_Zadania_:
1. Wypisz wszystkie nazwy miast i krajów, które występują we fragmencie o wizytach profesorów, w takiej formie, w jakiej je tam zapisano.
2. Dokończ fragment o wizytach profesorów, pisząc dalszy ciąg od jego ostatniego zdania.

Cenna wymiana doświadczeń
Podczas ubiegłego tygodnia Oddział Anestezjologii i Intensywnej Terapii Szpitala Uniwersyteckiego w Krakowie miał okazję gościć jednego z najbardziej uznanych na świecie specjalistów w dziedzinie wentylacji mechanicznej – prof. Giacomo Bellani’ego z Mediolanu. W piątek natomiast odbyła się wizyta prof. Zhiyong Penga – wicedyrektora Center of Clinical Trials of Wuhan University w Chinach.
Celem wizyty profesora Bellani’ego było przeprowadzenie szkolenia dla krakowskich specjalistów z SU. Cieszyło się ono ogromnym zainteresowaniem, a także zaowocowało planami rozwoju i rozszerzenia stosowanych na oddziale metod.

Zebrane wpisy danych:
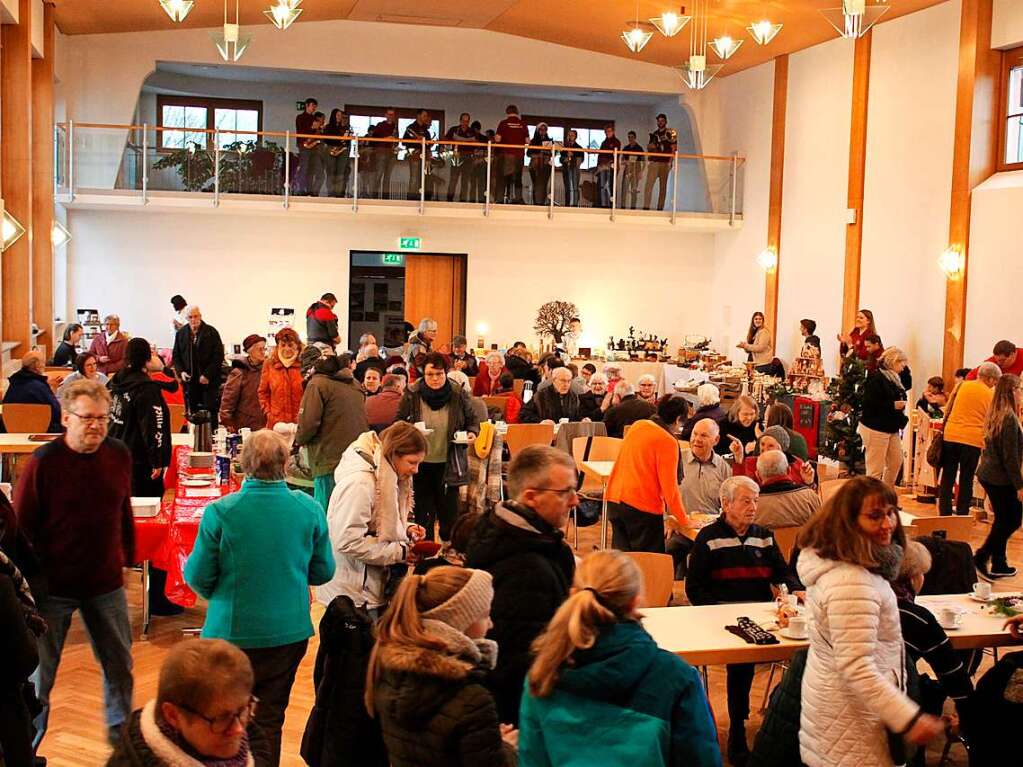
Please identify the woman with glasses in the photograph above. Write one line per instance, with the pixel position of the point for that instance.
(203, 713)
(853, 690)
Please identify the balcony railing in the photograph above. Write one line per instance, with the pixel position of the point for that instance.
(96, 158)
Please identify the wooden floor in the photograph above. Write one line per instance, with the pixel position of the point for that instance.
(77, 732)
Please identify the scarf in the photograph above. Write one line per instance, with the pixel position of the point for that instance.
(436, 398)
(35, 622)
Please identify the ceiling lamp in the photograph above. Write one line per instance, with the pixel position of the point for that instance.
(177, 9)
(10, 231)
(670, 24)
(854, 17)
(696, 73)
(283, 13)
(724, 46)
(59, 236)
(763, 31)
(230, 43)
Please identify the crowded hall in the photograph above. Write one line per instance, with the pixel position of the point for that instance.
(614, 382)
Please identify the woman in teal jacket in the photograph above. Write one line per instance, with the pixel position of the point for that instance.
(257, 552)
(595, 664)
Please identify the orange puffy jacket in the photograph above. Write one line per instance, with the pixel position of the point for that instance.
(280, 392)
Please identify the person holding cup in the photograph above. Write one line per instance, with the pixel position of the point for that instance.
(884, 416)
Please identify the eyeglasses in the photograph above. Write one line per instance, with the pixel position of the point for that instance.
(220, 724)
(92, 420)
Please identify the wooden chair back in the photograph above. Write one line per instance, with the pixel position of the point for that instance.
(177, 417)
(658, 577)
(601, 449)
(524, 435)
(957, 528)
(501, 403)
(19, 418)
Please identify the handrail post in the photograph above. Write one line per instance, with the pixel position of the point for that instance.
(423, 174)
(735, 171)
(216, 169)
(71, 160)
(486, 198)
(674, 185)
(145, 164)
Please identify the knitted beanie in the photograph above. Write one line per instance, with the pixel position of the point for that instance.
(468, 604)
(780, 436)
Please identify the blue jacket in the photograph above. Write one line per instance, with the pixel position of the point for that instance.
(624, 703)
(28, 388)
(257, 552)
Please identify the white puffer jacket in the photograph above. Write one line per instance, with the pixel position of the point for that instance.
(854, 671)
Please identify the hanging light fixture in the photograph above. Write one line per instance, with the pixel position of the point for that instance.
(230, 43)
(177, 9)
(637, 33)
(283, 13)
(724, 46)
(10, 230)
(763, 31)
(670, 24)
(696, 73)
(59, 236)
(854, 17)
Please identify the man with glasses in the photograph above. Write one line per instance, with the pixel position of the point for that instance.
(203, 713)
(74, 504)
(521, 544)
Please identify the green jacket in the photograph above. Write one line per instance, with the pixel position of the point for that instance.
(331, 416)
(641, 706)
(257, 552)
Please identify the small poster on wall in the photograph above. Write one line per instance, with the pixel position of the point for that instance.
(280, 317)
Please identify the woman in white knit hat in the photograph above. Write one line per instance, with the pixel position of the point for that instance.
(425, 676)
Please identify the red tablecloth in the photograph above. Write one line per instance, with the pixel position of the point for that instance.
(167, 540)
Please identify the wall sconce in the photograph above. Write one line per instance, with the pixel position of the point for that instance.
(10, 231)
(767, 259)
(952, 262)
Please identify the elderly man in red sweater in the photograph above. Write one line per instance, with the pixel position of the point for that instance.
(645, 480)
(74, 504)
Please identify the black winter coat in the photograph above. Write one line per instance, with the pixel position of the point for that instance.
(205, 357)
(435, 712)
(340, 730)
(532, 568)
(140, 418)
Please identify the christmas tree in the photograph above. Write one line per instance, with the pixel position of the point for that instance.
(846, 393)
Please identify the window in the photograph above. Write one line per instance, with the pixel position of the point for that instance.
(1012, 137)
(196, 115)
(590, 133)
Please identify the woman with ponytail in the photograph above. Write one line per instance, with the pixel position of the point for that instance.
(425, 680)
(595, 664)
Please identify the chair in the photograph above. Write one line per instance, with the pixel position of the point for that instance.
(500, 403)
(177, 417)
(957, 528)
(19, 418)
(524, 435)
(658, 577)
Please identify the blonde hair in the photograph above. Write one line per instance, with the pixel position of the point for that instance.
(604, 591)
(402, 621)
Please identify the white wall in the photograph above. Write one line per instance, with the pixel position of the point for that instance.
(814, 194)
(909, 137)
(236, 266)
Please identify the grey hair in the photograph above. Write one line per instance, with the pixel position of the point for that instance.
(265, 455)
(708, 394)
(988, 370)
(772, 463)
(532, 464)
(729, 486)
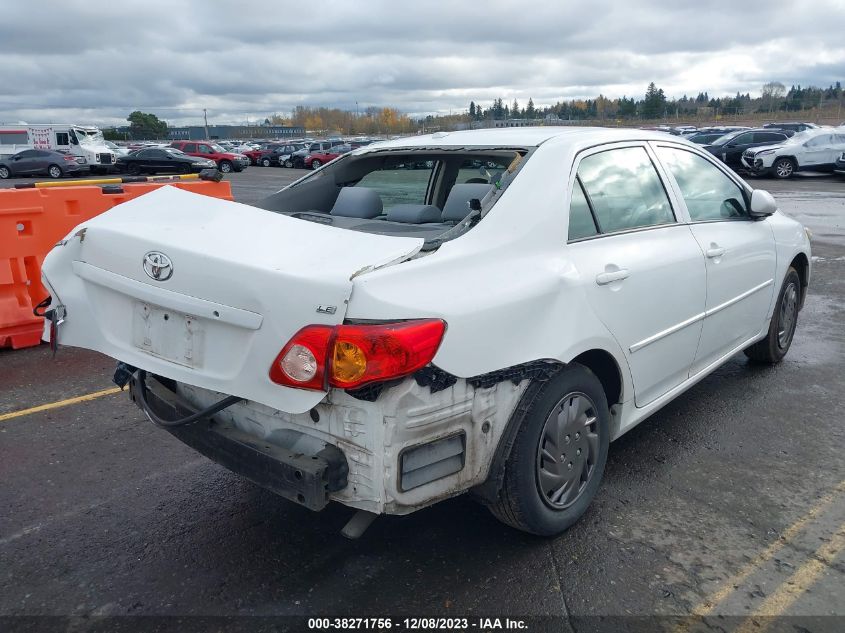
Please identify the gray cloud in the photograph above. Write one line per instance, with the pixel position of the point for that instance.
(96, 61)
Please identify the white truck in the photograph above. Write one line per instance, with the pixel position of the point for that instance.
(80, 140)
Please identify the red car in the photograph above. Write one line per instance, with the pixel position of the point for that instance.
(226, 161)
(318, 158)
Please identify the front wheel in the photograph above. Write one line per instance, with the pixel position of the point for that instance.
(557, 460)
(783, 168)
(774, 347)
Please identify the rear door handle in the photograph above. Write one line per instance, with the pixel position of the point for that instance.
(603, 279)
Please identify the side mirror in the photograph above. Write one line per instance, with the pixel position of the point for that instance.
(762, 204)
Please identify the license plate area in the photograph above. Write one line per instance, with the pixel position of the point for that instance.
(168, 334)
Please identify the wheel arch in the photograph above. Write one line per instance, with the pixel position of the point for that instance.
(802, 265)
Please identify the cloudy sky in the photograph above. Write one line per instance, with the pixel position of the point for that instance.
(96, 61)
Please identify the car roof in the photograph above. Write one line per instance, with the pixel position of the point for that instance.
(519, 137)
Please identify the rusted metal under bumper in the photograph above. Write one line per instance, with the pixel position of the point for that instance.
(304, 479)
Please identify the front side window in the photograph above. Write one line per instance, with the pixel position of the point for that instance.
(708, 193)
(624, 190)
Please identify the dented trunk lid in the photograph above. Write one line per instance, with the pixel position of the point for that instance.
(206, 291)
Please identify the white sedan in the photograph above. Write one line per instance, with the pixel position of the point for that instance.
(474, 311)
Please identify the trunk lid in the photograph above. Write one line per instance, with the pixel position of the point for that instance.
(207, 291)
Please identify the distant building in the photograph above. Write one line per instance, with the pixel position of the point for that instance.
(197, 132)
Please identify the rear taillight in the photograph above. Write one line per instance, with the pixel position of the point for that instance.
(349, 356)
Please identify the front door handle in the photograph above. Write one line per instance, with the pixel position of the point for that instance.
(603, 279)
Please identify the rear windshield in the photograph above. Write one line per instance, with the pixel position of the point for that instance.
(432, 193)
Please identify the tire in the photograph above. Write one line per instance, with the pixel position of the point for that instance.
(784, 168)
(775, 345)
(542, 453)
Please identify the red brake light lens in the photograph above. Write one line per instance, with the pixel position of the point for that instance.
(349, 356)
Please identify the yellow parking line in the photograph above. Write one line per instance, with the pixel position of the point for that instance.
(794, 586)
(60, 403)
(712, 601)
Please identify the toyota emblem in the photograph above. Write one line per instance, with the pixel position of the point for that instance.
(158, 266)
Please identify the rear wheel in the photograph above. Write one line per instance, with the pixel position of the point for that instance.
(557, 460)
(774, 347)
(783, 168)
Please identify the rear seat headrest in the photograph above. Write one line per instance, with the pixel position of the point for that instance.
(357, 202)
(457, 204)
(413, 213)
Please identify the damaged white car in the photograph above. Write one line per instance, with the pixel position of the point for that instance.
(477, 311)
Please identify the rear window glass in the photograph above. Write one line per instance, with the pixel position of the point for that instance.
(403, 184)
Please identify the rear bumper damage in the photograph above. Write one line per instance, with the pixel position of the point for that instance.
(407, 449)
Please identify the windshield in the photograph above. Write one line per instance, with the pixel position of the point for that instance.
(89, 137)
(726, 137)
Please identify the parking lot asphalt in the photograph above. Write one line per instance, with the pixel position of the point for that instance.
(729, 503)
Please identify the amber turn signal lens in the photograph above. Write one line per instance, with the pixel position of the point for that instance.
(349, 363)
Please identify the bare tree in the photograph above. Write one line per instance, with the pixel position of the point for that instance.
(773, 91)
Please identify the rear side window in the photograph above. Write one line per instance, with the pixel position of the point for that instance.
(581, 223)
(708, 193)
(624, 190)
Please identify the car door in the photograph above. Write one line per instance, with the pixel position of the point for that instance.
(820, 152)
(642, 270)
(25, 163)
(739, 252)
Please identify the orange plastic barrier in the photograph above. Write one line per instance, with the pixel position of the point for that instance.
(31, 222)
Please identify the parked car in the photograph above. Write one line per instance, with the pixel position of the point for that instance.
(297, 159)
(704, 138)
(316, 159)
(814, 149)
(226, 161)
(795, 126)
(42, 162)
(168, 160)
(116, 149)
(388, 340)
(279, 155)
(731, 146)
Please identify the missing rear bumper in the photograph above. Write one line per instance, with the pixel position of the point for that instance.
(303, 478)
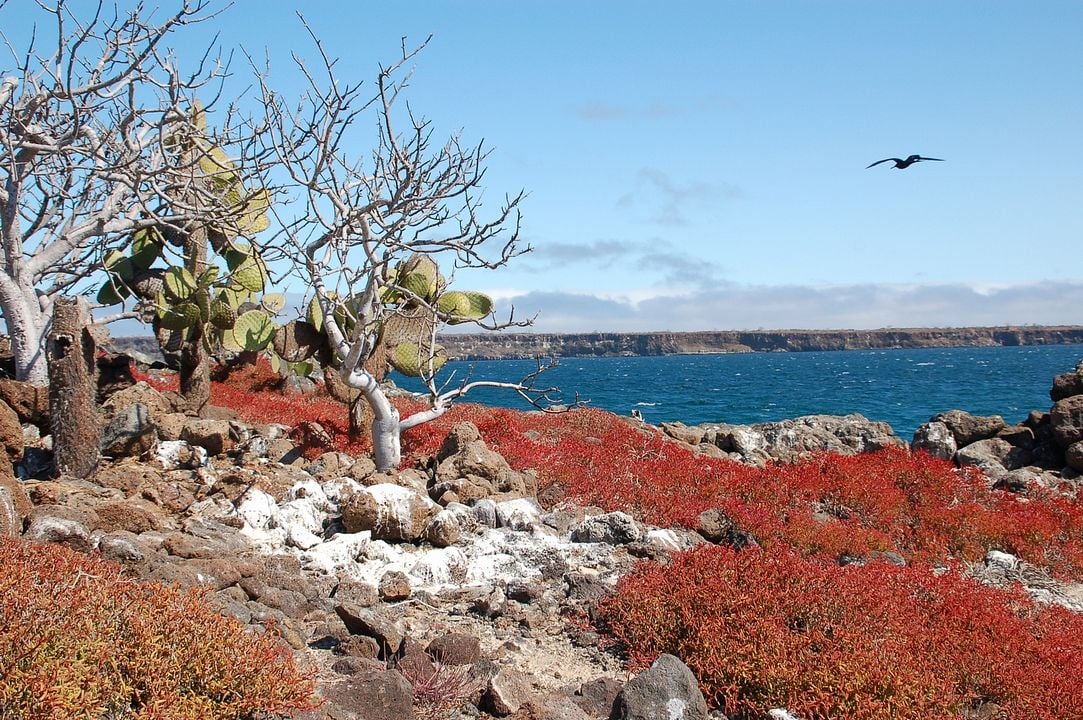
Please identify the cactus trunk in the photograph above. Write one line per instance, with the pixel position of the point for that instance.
(195, 364)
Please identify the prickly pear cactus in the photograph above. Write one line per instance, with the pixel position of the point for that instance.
(181, 304)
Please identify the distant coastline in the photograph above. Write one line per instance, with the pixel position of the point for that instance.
(520, 345)
(499, 345)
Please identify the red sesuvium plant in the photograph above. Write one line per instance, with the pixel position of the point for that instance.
(923, 508)
(786, 626)
(78, 639)
(769, 628)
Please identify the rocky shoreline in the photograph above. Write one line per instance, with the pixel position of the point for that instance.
(375, 578)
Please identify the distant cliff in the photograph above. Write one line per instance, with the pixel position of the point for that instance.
(504, 345)
(498, 345)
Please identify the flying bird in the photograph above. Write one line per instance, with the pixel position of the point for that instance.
(902, 165)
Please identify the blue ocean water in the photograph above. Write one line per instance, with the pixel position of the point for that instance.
(903, 388)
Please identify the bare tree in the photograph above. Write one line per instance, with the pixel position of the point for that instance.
(88, 113)
(372, 233)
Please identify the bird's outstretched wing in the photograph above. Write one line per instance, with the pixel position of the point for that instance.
(887, 159)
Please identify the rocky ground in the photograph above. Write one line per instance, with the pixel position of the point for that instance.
(455, 579)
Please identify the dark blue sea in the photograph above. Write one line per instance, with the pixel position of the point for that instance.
(903, 388)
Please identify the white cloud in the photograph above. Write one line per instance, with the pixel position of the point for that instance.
(857, 306)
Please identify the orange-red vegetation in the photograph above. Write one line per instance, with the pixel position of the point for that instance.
(80, 640)
(785, 625)
(764, 629)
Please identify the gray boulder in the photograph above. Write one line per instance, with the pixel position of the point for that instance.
(1066, 420)
(935, 439)
(968, 428)
(665, 691)
(790, 441)
(993, 456)
(130, 432)
(612, 528)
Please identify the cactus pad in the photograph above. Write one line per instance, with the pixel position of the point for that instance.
(460, 306)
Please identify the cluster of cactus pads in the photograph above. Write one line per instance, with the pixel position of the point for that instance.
(415, 301)
(229, 308)
(225, 305)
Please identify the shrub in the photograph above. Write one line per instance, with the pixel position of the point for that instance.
(765, 629)
(80, 640)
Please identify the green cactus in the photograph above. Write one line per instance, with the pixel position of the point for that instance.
(251, 331)
(459, 306)
(410, 360)
(194, 302)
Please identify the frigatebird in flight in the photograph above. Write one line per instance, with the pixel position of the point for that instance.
(902, 165)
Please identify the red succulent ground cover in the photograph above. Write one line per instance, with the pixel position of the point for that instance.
(764, 629)
(80, 640)
(786, 626)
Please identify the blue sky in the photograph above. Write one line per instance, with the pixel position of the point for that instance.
(702, 165)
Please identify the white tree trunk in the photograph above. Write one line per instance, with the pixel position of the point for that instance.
(387, 444)
(26, 327)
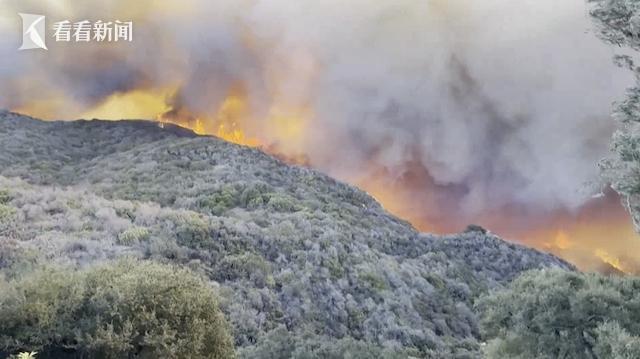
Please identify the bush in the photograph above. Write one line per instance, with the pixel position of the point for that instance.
(7, 219)
(133, 235)
(122, 309)
(560, 314)
(5, 196)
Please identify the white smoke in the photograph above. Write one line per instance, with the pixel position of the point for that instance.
(502, 102)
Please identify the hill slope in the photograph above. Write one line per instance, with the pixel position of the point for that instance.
(304, 264)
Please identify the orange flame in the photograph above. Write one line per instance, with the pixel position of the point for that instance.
(600, 233)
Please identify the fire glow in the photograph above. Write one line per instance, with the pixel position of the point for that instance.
(430, 106)
(599, 236)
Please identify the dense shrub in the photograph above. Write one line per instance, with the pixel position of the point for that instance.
(133, 235)
(560, 314)
(117, 310)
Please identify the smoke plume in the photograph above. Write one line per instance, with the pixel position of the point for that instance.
(464, 109)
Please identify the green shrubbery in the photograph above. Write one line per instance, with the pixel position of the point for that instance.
(133, 235)
(118, 310)
(7, 219)
(560, 314)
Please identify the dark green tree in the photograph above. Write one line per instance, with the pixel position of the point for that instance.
(562, 314)
(124, 309)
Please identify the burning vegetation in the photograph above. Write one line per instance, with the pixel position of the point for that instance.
(467, 124)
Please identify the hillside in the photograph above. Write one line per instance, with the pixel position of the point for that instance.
(305, 265)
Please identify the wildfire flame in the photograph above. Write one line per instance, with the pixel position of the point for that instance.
(599, 237)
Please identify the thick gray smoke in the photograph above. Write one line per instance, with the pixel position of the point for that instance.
(500, 102)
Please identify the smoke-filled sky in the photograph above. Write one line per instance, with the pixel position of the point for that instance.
(464, 110)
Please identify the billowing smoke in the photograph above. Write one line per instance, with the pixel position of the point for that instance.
(468, 108)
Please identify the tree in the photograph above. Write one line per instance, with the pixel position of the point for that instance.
(122, 309)
(618, 23)
(562, 314)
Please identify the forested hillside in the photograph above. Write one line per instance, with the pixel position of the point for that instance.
(303, 265)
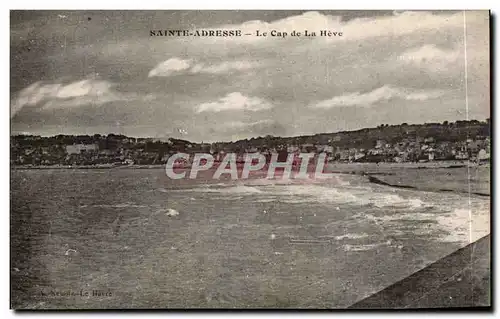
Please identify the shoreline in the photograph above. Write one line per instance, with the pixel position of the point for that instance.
(333, 165)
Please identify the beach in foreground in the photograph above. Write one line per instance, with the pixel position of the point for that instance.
(133, 239)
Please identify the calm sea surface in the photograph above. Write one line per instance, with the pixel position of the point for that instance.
(148, 242)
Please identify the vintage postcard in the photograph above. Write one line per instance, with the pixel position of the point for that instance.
(250, 159)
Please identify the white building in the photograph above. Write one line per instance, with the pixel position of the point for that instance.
(78, 148)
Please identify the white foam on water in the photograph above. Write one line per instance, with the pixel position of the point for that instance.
(236, 189)
(121, 205)
(451, 224)
(171, 212)
(351, 236)
(366, 247)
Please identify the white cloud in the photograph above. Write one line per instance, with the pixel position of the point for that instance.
(240, 125)
(235, 101)
(58, 95)
(383, 93)
(175, 66)
(430, 56)
(170, 67)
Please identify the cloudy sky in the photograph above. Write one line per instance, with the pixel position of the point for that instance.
(87, 72)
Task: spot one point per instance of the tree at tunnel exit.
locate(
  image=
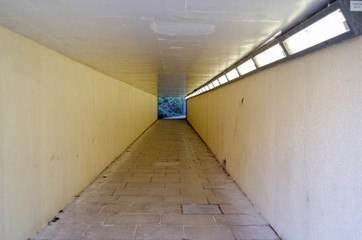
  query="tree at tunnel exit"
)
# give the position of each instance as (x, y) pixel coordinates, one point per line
(171, 107)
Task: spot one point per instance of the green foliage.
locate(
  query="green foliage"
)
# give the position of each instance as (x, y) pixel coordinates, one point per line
(170, 106)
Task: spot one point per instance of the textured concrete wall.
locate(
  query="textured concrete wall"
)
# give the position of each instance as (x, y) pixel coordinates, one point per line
(61, 124)
(291, 137)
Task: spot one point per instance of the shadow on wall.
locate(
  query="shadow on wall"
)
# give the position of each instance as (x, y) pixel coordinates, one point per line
(171, 108)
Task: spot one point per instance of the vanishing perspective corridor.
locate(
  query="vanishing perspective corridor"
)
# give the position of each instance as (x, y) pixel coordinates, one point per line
(268, 146)
(166, 185)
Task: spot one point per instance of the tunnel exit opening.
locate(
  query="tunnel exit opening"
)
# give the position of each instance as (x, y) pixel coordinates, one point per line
(171, 108)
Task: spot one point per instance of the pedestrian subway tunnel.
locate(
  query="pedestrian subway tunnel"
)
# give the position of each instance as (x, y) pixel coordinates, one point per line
(270, 147)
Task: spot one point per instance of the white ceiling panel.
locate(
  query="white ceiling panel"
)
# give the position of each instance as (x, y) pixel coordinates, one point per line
(165, 47)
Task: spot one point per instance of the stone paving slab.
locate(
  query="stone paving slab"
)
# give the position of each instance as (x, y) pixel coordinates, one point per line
(141, 195)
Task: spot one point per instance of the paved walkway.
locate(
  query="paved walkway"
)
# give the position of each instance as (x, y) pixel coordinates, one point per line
(167, 185)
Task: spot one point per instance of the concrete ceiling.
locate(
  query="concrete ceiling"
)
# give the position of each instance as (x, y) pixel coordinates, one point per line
(165, 47)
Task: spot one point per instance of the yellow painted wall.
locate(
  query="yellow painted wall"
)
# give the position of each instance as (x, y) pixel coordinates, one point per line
(292, 139)
(61, 124)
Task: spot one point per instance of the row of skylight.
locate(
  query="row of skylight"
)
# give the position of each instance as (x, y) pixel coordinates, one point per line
(332, 25)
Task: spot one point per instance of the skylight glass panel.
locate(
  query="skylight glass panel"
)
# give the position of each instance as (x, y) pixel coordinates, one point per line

_Wyniki zadań_:
1. Krakowie, Mediolanu, Wuhan, Chinach

2.
To był dla nas wielki zaszczyt zobaczyć tak utytułowanego człowieka na naszym oddziale. Można powiedzieć, że prof. Ballani jest europejskim guru w zakresie wentylacji mechanicznej. Przeprowadzone przez niego szkolenie z monitorowania jakości wentylacji mechanicznej z użyciem urządzeń do pomiaru intendancji klatki piersiowej było niezwykle inspirujące. Pod jego wpływem m.in. poprawiliśmy zasady wentylacji u dwóch pacjentów – opowiadał dr Wojciech Serednicki, konsultant wojewódzki z zakresu anestezjologii i intensywnej terapii.
Prof. Peng natomiast odwiedził szpital, gdyż jak powiedział – podczas swojej wizyty w Polsce chciał obejrzeć największy i najnowocześniejszy oddział intensywnej terapii w naszym kraju. W trakcie wizyty miał okazję poznać stosowane w naszym szpitalu procedury, a także na żywo przyglądać się wykonaniu drenażu opłucnej oraz tracheotomii.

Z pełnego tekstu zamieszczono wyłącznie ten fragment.